-- Your goal --
Transcribe word for word the portion of the passage below on the footballer Rafa that opens with the words containing "Club career" and closes with "sold shortly after.".

Rafael López Gómez (; born 9 April 1985), commonly known as Rafa, is a Spanish professional footballer who plays mainly as a central defender.

Club career
Rafa was born in Peñafiel, Province of Valladolid, Castile and León. A product of Real Valladolid's youth system, he made his debut with the first team on 8 February 2004 in a 0–2 away defeat against RCD Espanyol, but only managed, however, six appearances with the main squad over his first two professional seasons.

After a season-long loan at SD Eibar in the second division, Rafa returned to help Valladolid regain their La Liga status in 2007. He played 21 league matches in the following campaign.

Rafa agreed to join Getafe CF on a Bosman transfer in early July 2008. He would spend most of his first year as left back, replacing out-of-form Lucas Licht who was sold shortly after.

-- Recorded information --

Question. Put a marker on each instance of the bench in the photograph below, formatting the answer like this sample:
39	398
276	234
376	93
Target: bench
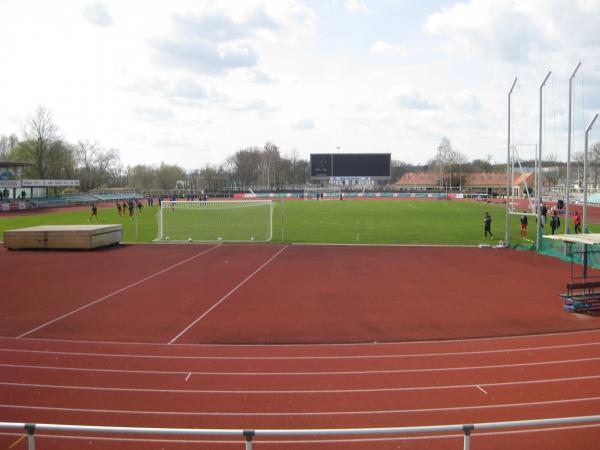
582	296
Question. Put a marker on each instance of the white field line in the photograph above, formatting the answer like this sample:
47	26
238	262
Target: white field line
481	434
160	272
305	413
300	358
226	296
302	391
297	373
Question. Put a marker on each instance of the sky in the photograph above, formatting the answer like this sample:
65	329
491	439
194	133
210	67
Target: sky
191	82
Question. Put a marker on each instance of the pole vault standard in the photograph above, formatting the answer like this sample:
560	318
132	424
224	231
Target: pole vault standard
587	132
539	181
508	169
568	182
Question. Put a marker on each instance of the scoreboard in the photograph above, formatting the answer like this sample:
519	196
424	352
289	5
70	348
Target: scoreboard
372	165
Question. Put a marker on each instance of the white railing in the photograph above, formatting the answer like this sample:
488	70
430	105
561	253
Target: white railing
246	436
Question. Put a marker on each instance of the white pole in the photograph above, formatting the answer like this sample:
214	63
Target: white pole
508	165
587	132
539	181
568	182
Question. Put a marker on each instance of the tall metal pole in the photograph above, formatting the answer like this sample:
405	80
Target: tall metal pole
568	183
508	171
539	181
587	132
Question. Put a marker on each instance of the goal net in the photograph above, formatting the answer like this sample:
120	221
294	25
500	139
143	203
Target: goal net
322	193
226	220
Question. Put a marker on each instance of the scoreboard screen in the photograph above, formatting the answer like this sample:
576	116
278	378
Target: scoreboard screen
350	164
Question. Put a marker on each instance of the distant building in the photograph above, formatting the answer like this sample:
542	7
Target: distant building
474	183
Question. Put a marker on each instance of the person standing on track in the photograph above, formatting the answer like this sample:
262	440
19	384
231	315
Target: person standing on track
487	225
94	213
543	214
130	208
555	223
524	225
577	222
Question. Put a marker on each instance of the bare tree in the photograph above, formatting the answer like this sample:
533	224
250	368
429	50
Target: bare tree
244	167
168	175
95	166
40	132
7	144
141	177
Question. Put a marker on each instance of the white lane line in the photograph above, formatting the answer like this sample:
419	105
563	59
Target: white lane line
299	358
292	373
317	345
306	413
302	391
312	441
226	296
118	291
324	373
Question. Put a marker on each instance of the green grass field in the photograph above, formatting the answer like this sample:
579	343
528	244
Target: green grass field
348	222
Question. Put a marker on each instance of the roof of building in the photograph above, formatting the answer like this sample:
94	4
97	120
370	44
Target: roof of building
14	164
481	179
485	179
419	179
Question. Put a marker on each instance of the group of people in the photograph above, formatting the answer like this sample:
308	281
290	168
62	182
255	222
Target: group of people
5	195
554	222
129	206
124	209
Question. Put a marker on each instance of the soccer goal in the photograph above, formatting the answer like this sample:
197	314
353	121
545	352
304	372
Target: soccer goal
226	220
322	193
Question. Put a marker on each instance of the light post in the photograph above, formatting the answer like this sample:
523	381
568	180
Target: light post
568	182
506	226
539	181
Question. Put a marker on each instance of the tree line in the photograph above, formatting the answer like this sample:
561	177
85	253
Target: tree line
256	168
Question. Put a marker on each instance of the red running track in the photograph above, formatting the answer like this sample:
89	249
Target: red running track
57	364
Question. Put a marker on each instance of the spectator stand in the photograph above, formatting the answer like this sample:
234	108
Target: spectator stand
583	291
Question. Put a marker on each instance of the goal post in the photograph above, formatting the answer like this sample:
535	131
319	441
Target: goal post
221	220
322	193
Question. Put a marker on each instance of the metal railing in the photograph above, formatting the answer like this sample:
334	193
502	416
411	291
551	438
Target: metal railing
246	436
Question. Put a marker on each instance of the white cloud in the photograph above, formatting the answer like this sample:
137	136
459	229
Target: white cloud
97	14
355	6
514	31
304	124
410	98
153	113
386	49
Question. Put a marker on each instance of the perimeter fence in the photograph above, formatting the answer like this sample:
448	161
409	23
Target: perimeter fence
248	436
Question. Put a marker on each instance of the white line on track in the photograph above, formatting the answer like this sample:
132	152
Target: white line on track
300	358
309	441
321	345
306	413
226	296
302	391
294	373
160	272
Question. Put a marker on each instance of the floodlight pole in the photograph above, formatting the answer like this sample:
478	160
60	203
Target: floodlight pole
508	166
587	132
568	182
539	181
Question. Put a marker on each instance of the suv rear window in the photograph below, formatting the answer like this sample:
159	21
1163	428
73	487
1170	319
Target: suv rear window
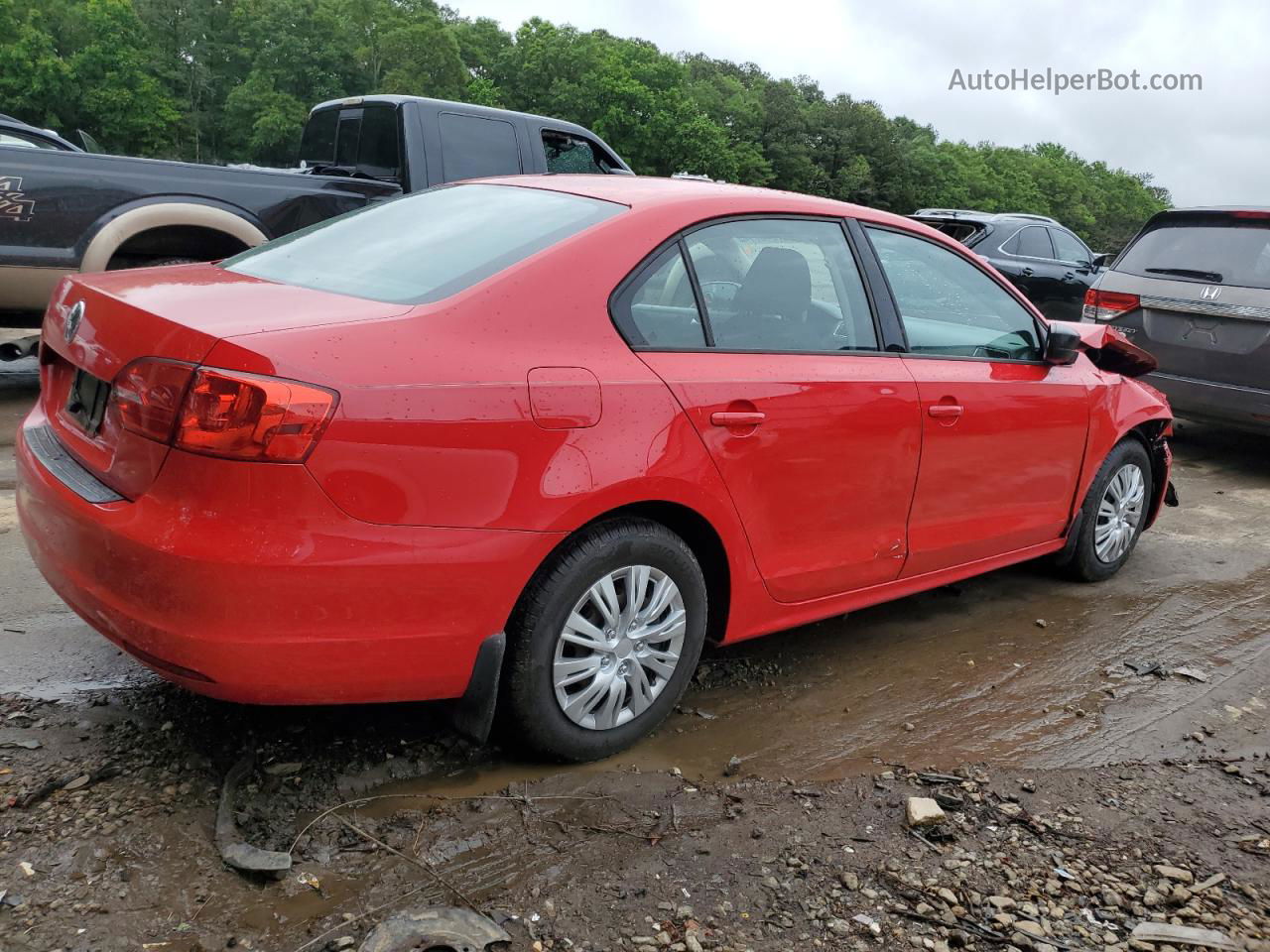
1219	249
425	246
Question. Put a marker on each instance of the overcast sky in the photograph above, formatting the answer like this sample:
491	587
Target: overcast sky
1209	146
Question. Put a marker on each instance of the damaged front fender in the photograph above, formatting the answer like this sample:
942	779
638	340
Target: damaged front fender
1109	349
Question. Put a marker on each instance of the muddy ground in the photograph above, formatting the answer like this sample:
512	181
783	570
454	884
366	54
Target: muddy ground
1080	798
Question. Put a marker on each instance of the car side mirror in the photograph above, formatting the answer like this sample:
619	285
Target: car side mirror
1062	348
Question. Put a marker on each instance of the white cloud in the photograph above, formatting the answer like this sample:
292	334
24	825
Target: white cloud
1207	146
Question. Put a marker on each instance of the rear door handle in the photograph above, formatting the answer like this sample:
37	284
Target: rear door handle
737	417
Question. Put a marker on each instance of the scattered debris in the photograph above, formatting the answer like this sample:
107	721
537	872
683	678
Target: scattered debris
869	923
1185	936
924	811
1193	674
235	852
435	927
26	744
71	780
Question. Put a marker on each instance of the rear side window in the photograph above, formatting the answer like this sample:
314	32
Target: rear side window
1069	248
474	148
425	246
658	308
1210	249
949	307
318	144
574	154
1032	241
379	151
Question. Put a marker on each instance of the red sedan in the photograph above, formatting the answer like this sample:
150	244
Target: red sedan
538	439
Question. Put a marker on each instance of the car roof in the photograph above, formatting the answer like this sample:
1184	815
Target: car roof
973	216
467	108
706	198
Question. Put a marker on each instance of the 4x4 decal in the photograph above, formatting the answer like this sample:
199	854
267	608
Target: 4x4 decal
13	206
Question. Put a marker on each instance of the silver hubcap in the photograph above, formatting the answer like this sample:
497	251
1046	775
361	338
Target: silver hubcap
619	648
1119	513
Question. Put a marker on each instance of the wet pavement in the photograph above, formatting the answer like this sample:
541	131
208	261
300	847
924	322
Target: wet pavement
1016	667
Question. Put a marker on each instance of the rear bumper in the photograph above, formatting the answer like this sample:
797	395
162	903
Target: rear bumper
243	581
1220	403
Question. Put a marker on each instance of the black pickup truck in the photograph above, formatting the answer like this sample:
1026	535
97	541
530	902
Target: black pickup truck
66	209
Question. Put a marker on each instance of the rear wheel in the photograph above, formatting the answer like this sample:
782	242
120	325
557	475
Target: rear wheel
1114	513
604	642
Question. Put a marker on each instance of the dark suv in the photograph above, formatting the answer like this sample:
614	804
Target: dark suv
1042	258
1194	290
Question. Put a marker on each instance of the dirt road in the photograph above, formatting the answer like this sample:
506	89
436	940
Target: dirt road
1088	774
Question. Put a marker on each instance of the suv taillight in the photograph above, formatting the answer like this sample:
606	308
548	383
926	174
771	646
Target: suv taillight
222	413
1107	304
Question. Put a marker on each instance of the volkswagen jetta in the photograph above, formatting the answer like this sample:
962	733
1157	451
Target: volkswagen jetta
532	442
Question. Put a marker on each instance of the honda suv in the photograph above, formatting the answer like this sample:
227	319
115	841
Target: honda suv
1043	259
1194	290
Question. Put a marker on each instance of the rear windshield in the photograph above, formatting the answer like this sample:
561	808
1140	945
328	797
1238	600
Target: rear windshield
425	246
1210	249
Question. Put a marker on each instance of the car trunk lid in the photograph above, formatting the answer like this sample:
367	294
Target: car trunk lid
99	324
1203	281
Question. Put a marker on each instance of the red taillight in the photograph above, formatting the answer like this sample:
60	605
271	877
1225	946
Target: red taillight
222	413
250	416
149	394
1107	304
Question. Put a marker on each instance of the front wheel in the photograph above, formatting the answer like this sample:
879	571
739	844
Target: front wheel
1114	513
603	642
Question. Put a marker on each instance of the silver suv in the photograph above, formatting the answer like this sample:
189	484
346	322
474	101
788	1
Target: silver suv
1194	290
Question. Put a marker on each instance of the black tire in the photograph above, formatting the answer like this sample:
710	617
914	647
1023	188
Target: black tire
530	714
1084	563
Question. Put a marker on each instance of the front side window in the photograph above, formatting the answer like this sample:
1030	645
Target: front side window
949	307
781	285
658	308
574	154
427	245
1069	248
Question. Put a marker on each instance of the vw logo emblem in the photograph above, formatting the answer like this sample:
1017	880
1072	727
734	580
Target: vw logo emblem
72	320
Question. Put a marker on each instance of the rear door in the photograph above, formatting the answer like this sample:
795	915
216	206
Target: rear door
1002	431
769	341
1203	287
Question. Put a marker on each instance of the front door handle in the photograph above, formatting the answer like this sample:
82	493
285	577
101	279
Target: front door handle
738	417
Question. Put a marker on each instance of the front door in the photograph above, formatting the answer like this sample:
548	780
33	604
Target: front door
1002	431
815	430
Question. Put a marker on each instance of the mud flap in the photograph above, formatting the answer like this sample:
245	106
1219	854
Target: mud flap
1074	534
472	715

-- Completed task --
Club career
Rafa was born in Peñafiel, Province of Valladolid, Castile and León. A product of Real Valladolid's youth system, he made his debut with the first team on 8 February 2004 in a 0–2 away defeat against RCD Espanyol, but only managed, however, six appearances with the main squad over his first two professional seasons.

After a season-long loan at SD Eibar in the second division, Rafa returned to help Valladolid regain their La Liga status in 2007. He played 21 league matches in the following campaign.

Rafa agreed to join Getafe CF on a Bosman transfer in early July 2008. He would spend most of his first year as left back, replacing out-of-form Lucas Licht who was sold shortly after.